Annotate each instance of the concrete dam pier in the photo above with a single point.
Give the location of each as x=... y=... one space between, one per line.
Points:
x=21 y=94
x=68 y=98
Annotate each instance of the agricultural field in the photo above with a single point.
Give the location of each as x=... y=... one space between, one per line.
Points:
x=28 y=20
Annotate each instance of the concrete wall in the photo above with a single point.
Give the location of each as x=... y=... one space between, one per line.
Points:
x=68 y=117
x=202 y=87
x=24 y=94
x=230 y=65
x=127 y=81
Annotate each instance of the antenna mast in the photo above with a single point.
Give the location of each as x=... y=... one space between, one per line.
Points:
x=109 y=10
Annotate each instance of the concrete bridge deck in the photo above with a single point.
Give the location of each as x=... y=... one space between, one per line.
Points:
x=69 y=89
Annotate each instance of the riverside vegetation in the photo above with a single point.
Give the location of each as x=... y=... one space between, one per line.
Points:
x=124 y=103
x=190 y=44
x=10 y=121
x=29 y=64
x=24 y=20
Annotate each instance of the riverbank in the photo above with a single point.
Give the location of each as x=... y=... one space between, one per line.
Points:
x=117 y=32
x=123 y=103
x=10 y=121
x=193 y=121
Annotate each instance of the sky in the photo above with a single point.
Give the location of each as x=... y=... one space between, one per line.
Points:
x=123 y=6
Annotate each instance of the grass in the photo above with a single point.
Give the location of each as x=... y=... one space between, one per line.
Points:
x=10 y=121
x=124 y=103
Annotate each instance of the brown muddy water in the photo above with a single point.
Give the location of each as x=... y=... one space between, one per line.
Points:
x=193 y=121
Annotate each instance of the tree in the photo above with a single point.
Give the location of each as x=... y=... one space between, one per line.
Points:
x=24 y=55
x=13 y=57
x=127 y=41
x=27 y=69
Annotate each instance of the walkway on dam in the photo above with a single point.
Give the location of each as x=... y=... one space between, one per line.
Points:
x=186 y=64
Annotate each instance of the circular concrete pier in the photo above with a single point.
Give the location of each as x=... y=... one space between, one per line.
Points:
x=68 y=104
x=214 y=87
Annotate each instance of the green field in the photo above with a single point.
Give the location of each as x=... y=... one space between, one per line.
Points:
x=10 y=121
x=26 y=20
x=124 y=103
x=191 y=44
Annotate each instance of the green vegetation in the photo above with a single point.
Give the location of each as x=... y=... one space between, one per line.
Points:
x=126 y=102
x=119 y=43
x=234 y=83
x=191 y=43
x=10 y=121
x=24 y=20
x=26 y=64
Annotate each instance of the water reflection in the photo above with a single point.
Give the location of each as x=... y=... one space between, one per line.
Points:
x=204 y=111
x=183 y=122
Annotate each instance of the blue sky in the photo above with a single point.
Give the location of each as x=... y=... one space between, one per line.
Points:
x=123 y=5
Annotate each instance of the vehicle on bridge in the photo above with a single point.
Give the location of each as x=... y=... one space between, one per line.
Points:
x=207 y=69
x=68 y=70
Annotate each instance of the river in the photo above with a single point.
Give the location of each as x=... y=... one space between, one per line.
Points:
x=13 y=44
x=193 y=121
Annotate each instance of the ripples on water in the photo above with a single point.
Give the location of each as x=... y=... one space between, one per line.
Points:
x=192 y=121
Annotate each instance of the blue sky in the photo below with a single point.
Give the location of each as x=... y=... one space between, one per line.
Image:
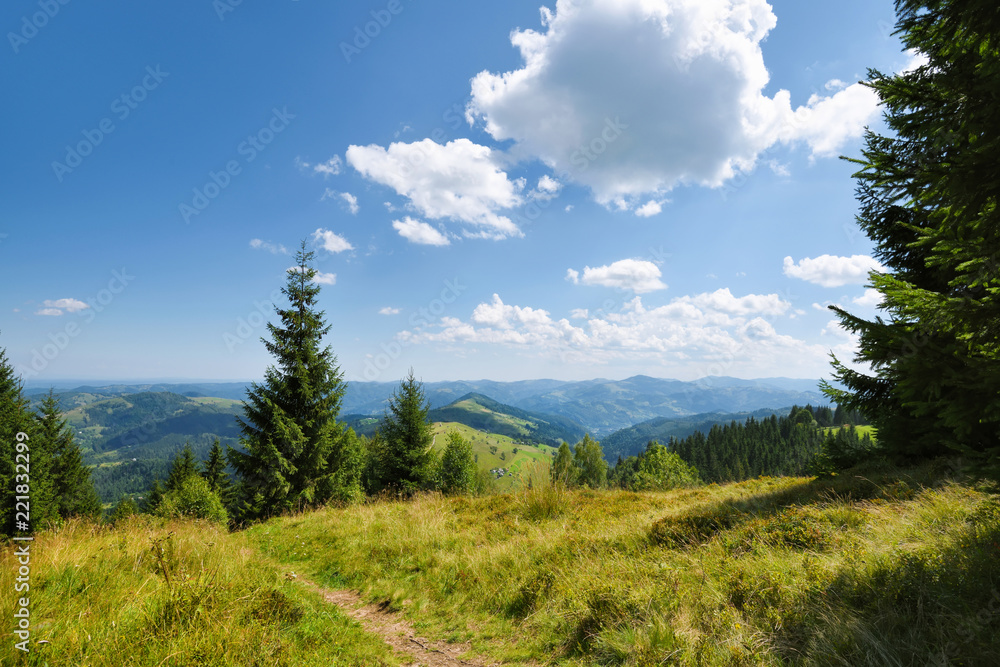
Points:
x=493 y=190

+++

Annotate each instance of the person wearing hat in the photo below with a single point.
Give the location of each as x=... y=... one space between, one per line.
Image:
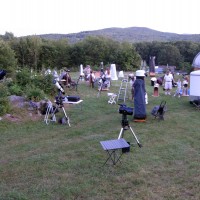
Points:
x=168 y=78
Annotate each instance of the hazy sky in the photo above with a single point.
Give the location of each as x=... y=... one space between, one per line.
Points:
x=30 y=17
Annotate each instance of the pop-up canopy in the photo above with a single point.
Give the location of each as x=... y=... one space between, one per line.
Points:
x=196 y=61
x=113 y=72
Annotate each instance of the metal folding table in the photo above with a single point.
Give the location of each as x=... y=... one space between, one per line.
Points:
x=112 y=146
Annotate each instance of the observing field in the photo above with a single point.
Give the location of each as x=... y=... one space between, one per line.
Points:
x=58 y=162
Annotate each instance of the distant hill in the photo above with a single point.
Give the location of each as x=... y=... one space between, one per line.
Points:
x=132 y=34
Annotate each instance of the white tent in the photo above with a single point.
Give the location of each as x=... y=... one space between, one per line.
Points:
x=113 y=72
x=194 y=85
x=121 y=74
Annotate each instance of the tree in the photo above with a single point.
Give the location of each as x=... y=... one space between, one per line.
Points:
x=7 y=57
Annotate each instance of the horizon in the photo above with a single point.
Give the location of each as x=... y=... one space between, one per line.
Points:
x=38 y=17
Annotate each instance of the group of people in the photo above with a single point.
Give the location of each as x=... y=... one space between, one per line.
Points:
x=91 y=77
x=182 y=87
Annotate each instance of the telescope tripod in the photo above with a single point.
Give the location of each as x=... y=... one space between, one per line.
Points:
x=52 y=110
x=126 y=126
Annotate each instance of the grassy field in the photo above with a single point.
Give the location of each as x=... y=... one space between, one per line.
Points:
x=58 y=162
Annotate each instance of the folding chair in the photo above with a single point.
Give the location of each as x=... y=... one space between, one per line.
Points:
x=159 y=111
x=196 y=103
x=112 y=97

+++

• [What is required]:
Rewrite the items starting at the line containing "Annotate each instance of the river in" and ending at the line containing "x=493 y=190" as a two-column CSV with the headers instruction and points. Each item gets one row, with its text and its answer each in a single quoted field, line breaks replaced by spaces, and the pictures left out.

• [Answer for this exercise]:
instruction,points
"Annotate each instance of the river in the photo above with a single point. Give the location of each as x=... y=... one space between, one per line. Points:","x=13 y=44 x=193 y=121"
"Annotate each instance of the ripples on water in the photo above with a single point. Give the location of each as x=... y=... one space between, one per line. Points:","x=192 y=121"
"Annotate each instance of the blue sky in the photo below with a single point. Give the location of each as x=... y=... one space between, one per line. Image: Points:","x=493 y=190"